**Stored records:**
╔══
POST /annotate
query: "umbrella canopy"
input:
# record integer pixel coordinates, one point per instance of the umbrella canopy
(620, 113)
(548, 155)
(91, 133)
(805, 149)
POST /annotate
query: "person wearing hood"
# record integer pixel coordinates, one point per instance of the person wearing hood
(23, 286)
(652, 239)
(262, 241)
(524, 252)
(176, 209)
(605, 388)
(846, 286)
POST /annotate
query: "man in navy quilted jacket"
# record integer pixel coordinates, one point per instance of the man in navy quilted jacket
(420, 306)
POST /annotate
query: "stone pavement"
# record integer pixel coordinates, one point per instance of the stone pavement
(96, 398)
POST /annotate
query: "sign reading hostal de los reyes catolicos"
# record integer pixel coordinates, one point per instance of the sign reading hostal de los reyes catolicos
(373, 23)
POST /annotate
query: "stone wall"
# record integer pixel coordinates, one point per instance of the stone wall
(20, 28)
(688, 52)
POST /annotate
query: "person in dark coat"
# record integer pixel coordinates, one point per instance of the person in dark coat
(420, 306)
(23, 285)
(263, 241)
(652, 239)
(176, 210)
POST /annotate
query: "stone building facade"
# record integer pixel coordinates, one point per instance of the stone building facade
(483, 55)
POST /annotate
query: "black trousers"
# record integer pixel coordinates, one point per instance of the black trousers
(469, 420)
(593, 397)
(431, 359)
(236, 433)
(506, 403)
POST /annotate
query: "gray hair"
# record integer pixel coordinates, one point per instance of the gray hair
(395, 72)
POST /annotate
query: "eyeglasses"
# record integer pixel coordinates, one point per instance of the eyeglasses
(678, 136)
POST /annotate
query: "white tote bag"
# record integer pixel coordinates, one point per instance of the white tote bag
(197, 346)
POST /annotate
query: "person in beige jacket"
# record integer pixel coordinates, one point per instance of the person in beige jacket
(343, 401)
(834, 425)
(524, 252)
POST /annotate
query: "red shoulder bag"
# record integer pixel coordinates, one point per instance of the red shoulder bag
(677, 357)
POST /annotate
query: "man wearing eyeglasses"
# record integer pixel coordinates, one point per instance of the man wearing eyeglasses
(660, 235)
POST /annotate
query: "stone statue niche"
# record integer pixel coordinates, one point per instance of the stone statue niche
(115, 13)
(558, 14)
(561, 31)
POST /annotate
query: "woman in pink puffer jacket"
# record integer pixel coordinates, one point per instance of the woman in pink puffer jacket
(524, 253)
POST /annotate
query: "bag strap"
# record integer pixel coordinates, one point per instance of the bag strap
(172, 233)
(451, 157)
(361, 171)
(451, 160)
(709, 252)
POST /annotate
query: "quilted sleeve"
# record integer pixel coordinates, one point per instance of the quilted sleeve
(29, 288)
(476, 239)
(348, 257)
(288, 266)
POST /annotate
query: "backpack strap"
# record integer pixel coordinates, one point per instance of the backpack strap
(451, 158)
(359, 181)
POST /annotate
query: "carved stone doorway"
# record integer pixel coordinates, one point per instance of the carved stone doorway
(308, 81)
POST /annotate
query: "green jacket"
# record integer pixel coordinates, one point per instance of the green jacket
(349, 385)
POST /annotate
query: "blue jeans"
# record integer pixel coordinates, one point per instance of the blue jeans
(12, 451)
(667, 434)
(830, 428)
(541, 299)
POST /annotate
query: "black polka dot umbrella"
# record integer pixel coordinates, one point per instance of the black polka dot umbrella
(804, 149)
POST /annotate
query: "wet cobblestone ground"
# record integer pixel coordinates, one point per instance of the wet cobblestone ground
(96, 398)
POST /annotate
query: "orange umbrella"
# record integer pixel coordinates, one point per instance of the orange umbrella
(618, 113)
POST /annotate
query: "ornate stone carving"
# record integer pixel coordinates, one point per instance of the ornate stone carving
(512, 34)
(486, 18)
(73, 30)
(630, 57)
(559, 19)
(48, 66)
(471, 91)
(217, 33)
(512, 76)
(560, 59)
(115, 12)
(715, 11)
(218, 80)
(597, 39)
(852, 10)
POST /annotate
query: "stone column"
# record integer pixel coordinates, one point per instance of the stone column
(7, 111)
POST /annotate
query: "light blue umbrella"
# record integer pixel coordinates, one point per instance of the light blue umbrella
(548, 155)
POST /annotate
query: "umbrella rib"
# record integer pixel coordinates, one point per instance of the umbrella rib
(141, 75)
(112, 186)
╚══
**DIRECTIONS:** Repeat all of the records above exactly as written.

**TASK ANSWER:**
POST /annotate
query: "umbrella canopy"
input:
# record integer pixel coordinates, one point per instance of the umbrella canopy
(620, 113)
(548, 155)
(91, 133)
(805, 149)
POST /annotate
query: "person wearing hood"
# record integer pixel coordinates, one point per instance of the person wearing hood
(23, 286)
(652, 239)
(262, 241)
(524, 252)
(176, 209)
(605, 388)
(846, 286)
POST /annotate
query: "man in navy quilted jacket"
# record integer pixel coordinates, one point per instance of the man in navy quilted jacket
(420, 306)
POST /annotate
query: "stone pavement"
# record integer pixel coordinates, one point per instance of the stone pavement
(96, 398)
POST /annotate
query: "sign reading hostal de los reyes catolicos"
# record integer pixel coordinates, one point per instance of the sign reading hostal de los reyes catolicos
(373, 23)
POST /annotate
query: "stone wall"
# record integer pixel coordinates, one point per instance of the stone wall
(20, 28)
(688, 52)
POST /annotate
query: "person in dark coat"
# record integer pixel coordinates, one point per instance of the person in dark coat
(420, 306)
(23, 285)
(263, 241)
(652, 239)
(176, 210)
POST /annotate
query: "stone building facade"
# record integer pixel coordinates, one point per instance of the stone building facade
(483, 55)
POST /annotate
query: "black trousers"
# record integer pixel coordinates, one point per instance of the black trousers
(469, 420)
(593, 397)
(431, 359)
(236, 433)
(506, 403)
POST /annotate
query: "gray hair"
# record integer pixel coordinates, one point per instance of the gray hair
(395, 72)
POST /annotate
query: "eyeglasses"
# record integer pixel coordinates, one point per instance of the eyeglasses
(678, 136)
POST /annotate
query: "white tote bag"
# record integer pixel coordinates, one point per instance of the white tote bag
(197, 346)
POST /annotate
query: "person in beige jacket"
# record integer pixel coordinates, one point per instance of the person in beige jacket
(343, 401)
(834, 425)
(524, 252)
POST /annotate
query: "red shoulder bag"
# record integer pixel coordinates, one point per instance of the red shoulder bag
(677, 357)
POST /annotate
query: "man wearing eyeglasses"
# record integer pixel coordinates, one point per instance of the man wearing eyeglasses
(660, 235)
POST /annotate
query: "stone statue niche"
# record integer pixel coordinates, one point per instance of the stone statue niche
(115, 13)
(558, 14)
(561, 31)
POST /annotate
query: "woman in pink puffer jacket"
# record integer pixel coordinates, one point per instance of the woman in pink puffer jacket
(524, 253)
POST /annotate
query: "bag strap"
# record integer pixel coordinates, one point per instance of the bag strap
(172, 233)
(451, 157)
(361, 171)
(451, 160)
(709, 252)
POST /annotate
query: "quilted sleeve"
# record integer pixel coordinates, one point per instance of the quilted sleeve
(29, 288)
(476, 239)
(348, 257)
(288, 266)
POST /annotate
query: "backpack strap"
# record integer pixel coordinates, one point per instance of the backpack strap
(451, 158)
(359, 181)
POST /annotate
query: "carved stone doorway"
# record integer pixel coordinates, one point per instance of the carved stone doorway
(308, 81)
POST /annotate
query: "green jacket"
# record integer pixel coordinates, one point per instance of the green jacket
(349, 385)
POST /annotate
query: "blue jeans"
# record integer pixel coordinates, one point per instance of the blue jeans
(12, 451)
(667, 434)
(830, 428)
(541, 299)
POST /annotate
query: "black polka dot umbrella"
# record integer pixel coordinates, one point per instance of the black polka dot umbrella
(804, 149)
POST /annotate
query: "wet cobblestone ground"
# record integer pixel coordinates, one point per instance of the wet cobblestone ground
(96, 398)
POST /annotate
query: "orange umbrella"
# record integer pixel coordinates, one point per instance of the orange umbrella
(618, 113)
POST /annotate
query: "ornate stone carving"
# record integer pixel coordinates, one point per instance of the ornate stone carving
(512, 34)
(486, 18)
(73, 30)
(630, 57)
(559, 19)
(48, 66)
(471, 91)
(217, 33)
(512, 76)
(560, 59)
(115, 12)
(715, 11)
(218, 80)
(597, 39)
(852, 10)
POST /annotate
query: "stone column"
# record integer pixel coordinates, one point per instance of the stone column
(7, 111)
POST /annotate
query: "light blue umbrella"
# record integer pixel coordinates, one point per instance of the light blue umbrella
(548, 155)
POST /annotate
query: "umbrella rib"
# record integer pixel coordinates, one point per instance of the umbrella rib
(141, 75)
(112, 186)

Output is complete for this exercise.